## Selected excerpt

□ □ □ □ □

Professor Williams remained research active at the University of Liverpool until he left the UK in 2007 and re-located to the USA to take up his current position. During the last decade he has worked extensively on issues of balancing risk and innovation in medical technology, and has written several Opinion Papers on which new European legislation has been based, including public health issues concerned with latex, PVC, dental amalgams and so on. In recent years he has devoted more time and energy to the development of new research strategies and the promotion of biomaterials science and regenerative medicine, and has advised governments and institutions around the world on these matters. His recent publications on the nature of biomaterials and the mechanisms of biocompatibility are already seen as seminal works in the evolution of biomaterials science.
His primary focus has been as Editor-in-Chief on the journal Biomaterials, which he has now taken to the top position in the world’s journals in this area. As the sole editor of this journal, he has been able to witness and encourage developments in biomaterials science around the world and, through his editorial style and outlook, has changed the way in which biomaterials are perceived and used. He travels extensively, especially in Asia, to promote excellence in scientific research and writing. In the pursuit of the globalization of excellence in biomaterials research, he has been elected to the position of President-elect of TERMIS, the international society concerned with regenerative medicine, and is actively promoting the application of biomaterials science in Asia and Africa. His latest research area, as Visiting Professor in the Christiaan Barnard Department of Cardiothoracic Surgery in Cape Town, is concerned with the development of low cost medical devices for critically ill patients in Southern Africa, especially the million or so young people who have rheumatic heart disease and are doomed to die by the time they reach 25 years of age. He also has visiting professorial positions in Sydney in Australia, Shanghai and Beijing in China, Taipei and in Trivandrum, India.

□ □ □ □ □

(Natural language region descriptions)

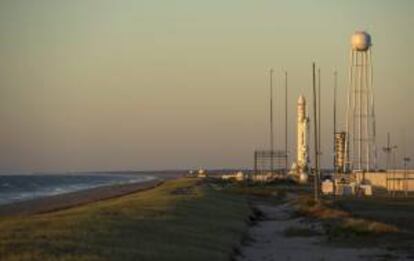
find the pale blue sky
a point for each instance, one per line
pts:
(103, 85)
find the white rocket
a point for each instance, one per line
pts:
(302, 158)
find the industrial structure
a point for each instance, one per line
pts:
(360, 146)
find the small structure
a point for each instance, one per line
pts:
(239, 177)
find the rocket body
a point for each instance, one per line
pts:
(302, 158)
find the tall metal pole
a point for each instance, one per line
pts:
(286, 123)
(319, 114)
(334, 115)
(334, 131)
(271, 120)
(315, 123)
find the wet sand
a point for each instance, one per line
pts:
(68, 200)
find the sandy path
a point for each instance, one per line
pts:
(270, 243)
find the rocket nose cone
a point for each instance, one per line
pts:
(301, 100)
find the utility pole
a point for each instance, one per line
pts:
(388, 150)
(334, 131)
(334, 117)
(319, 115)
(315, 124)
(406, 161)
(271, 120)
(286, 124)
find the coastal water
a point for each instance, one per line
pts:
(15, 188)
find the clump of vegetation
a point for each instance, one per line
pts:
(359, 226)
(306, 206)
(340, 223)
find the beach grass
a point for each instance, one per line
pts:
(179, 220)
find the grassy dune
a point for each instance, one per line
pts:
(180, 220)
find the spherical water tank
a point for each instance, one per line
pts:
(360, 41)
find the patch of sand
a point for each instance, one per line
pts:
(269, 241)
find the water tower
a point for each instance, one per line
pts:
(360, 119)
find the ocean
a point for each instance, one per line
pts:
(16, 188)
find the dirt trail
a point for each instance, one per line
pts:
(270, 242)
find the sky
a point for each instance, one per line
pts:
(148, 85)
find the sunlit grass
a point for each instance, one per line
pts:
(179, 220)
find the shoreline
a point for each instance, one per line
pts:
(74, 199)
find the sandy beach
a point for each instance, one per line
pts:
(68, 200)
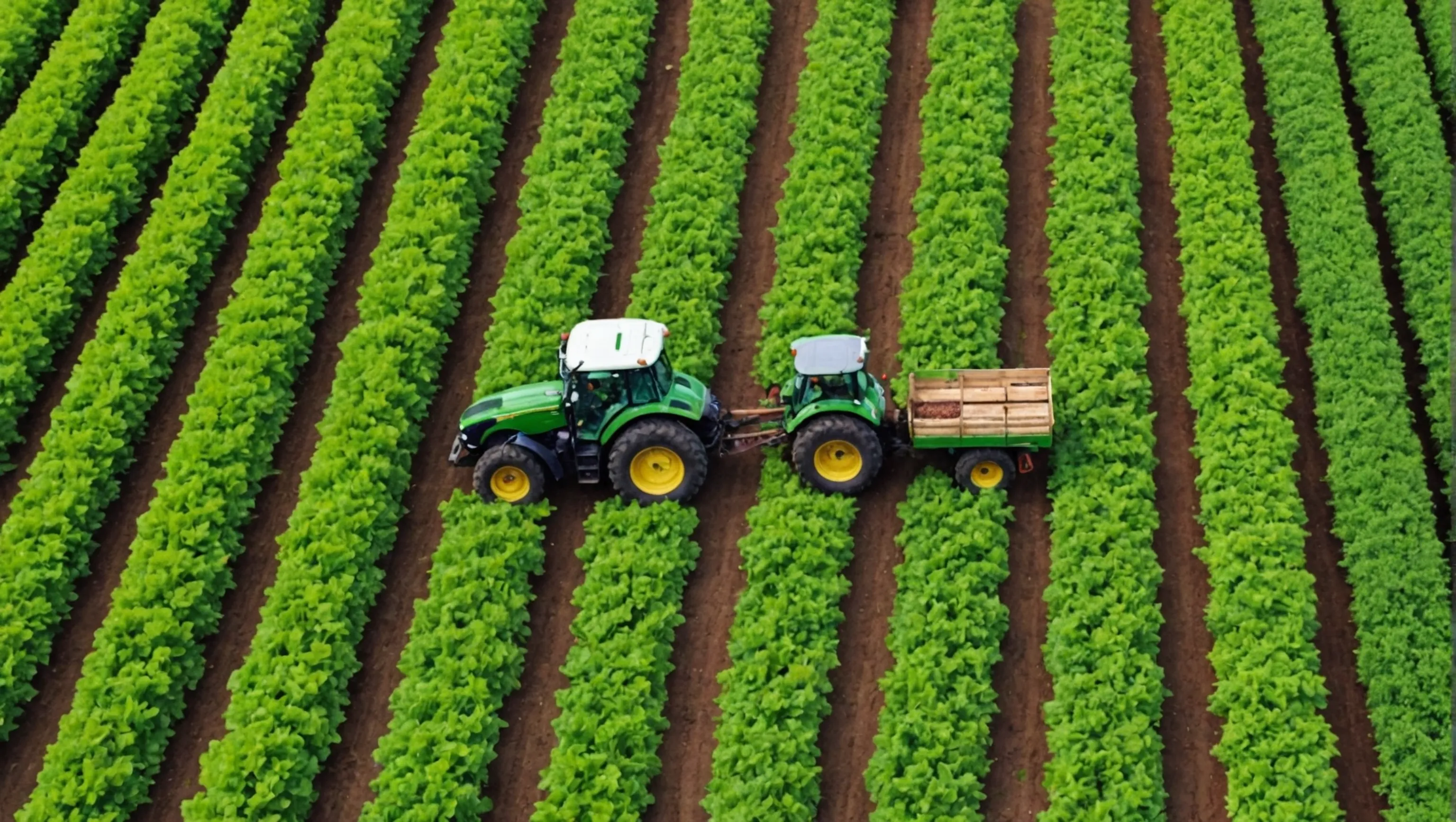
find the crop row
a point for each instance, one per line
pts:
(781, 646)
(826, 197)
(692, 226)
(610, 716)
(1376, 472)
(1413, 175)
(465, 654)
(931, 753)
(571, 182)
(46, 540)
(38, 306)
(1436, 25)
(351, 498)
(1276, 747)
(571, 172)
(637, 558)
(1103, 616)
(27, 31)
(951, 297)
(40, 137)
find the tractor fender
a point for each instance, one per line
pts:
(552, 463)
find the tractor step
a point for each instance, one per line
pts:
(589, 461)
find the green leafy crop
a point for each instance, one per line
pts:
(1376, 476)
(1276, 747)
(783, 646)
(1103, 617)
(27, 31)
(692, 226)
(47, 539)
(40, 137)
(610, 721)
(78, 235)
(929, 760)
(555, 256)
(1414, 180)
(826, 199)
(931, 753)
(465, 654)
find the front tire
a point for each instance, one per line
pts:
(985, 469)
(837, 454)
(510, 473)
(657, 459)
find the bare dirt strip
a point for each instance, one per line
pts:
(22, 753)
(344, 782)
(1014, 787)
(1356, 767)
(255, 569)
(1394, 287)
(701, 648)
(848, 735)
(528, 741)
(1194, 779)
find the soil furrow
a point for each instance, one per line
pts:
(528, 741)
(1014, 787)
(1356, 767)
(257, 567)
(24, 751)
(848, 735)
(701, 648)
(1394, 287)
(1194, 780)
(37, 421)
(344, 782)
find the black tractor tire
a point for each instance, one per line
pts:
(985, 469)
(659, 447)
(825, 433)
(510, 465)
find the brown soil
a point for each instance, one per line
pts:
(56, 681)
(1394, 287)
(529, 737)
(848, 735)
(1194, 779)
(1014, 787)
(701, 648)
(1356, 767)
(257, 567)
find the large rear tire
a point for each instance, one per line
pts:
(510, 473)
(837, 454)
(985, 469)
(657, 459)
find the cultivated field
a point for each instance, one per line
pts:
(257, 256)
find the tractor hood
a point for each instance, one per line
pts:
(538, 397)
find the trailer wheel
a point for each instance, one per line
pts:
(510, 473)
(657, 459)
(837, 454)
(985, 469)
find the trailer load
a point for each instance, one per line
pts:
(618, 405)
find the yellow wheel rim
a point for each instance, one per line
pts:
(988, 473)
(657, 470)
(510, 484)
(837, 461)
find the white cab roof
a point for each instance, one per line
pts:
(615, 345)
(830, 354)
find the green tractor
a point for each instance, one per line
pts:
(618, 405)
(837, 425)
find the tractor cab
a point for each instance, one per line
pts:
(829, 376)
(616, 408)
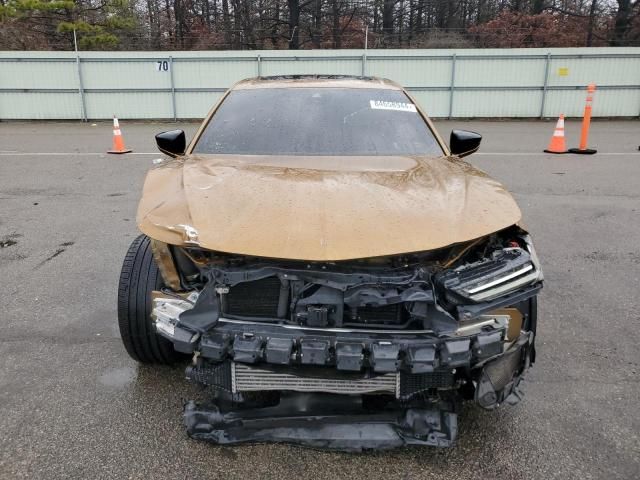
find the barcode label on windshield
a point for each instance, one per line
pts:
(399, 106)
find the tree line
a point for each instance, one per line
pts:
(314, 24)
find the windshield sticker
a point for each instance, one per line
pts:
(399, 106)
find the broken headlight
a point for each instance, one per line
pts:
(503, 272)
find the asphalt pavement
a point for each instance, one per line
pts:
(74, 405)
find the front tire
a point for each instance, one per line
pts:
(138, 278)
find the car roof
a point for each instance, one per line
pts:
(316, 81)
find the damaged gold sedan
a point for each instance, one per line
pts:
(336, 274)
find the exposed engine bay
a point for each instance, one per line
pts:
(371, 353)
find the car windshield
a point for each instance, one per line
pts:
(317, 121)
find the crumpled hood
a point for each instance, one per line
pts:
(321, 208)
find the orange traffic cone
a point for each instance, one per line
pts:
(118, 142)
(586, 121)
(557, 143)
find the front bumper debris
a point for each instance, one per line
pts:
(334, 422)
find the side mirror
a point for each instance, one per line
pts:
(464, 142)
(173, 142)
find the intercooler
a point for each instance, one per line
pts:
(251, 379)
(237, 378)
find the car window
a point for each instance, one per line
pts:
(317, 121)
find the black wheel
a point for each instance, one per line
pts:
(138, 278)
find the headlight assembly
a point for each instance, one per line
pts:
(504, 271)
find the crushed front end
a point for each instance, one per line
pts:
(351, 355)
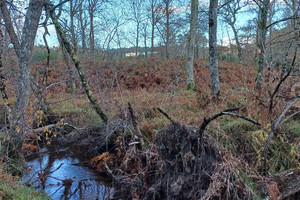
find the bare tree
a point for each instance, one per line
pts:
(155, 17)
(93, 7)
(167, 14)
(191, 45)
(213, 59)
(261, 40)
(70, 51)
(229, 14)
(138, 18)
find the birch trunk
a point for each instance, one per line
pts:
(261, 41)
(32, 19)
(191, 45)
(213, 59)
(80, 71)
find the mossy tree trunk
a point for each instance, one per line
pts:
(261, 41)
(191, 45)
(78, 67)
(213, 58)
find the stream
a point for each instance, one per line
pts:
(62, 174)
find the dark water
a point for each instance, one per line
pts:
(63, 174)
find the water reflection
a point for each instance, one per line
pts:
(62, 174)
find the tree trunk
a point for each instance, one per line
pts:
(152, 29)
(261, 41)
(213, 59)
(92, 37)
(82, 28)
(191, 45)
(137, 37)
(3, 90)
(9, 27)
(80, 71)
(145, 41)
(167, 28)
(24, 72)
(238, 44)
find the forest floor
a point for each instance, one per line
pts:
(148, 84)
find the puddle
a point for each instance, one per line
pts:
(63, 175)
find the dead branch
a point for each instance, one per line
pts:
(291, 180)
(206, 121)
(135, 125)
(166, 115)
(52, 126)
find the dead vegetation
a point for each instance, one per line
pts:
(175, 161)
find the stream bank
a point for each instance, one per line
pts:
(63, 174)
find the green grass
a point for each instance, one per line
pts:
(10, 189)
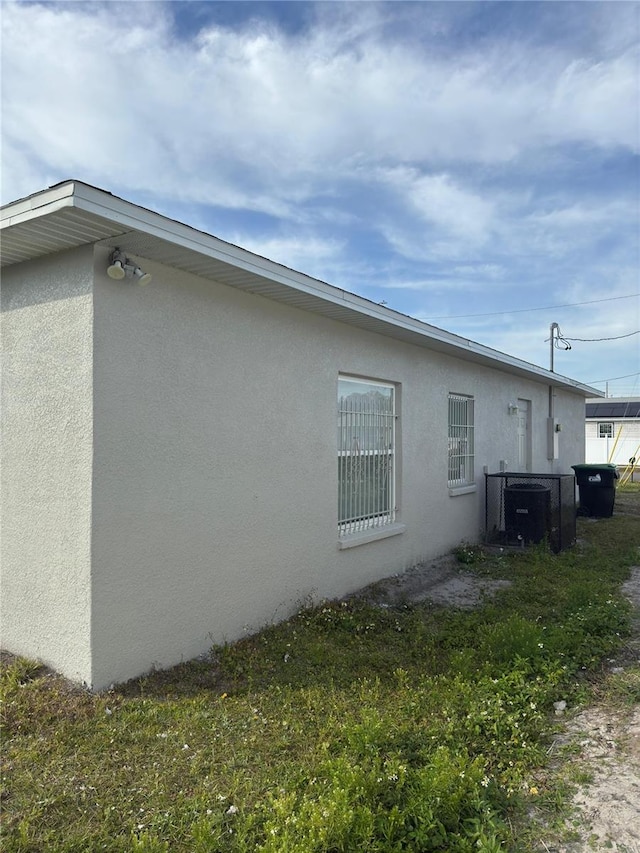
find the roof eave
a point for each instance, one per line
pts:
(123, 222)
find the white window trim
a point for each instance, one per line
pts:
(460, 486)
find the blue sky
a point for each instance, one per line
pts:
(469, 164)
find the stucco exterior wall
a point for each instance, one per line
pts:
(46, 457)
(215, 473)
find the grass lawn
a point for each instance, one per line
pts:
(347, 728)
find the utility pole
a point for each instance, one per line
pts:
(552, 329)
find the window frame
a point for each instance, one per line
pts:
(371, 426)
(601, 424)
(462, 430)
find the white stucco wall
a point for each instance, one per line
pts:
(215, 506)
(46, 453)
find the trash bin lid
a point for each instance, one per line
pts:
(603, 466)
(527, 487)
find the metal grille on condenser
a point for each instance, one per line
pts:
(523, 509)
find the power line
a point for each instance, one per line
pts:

□ □ □ □ □

Could you pick up the profile of Professor Williams after its final sentence and carry it on?

## Reply to the exercise
Professor Williams has just finished a single-author book, on Essential Biomaterials Science, to be published by Cambridge University Press, nearly 40 years after publication of his first book. This new book is a combined textbook and monograph. It covers all of the essential principles of materials science relevant to medical technology and the uses of materials in wide-ranging areas such as drug and gene delivery, contrast agents for imaging, semiconductor quantum dots and upconversion nanoparticles for diagnostic systems, templates for tissue engineering and the long-established materials for implantable devices. Professor Williams introduces a new classification system for biomaterials, the first comprehensive unified theory of biocompatibility, the new concepts of tissue engineering templates and pathways for materials in nanomedicine, in this book.
Professor Williams will receive the Acta Biomaterialia Gold Medal Award at a session of the World Biomaterials Congress in June 2012 at Chengdu, China.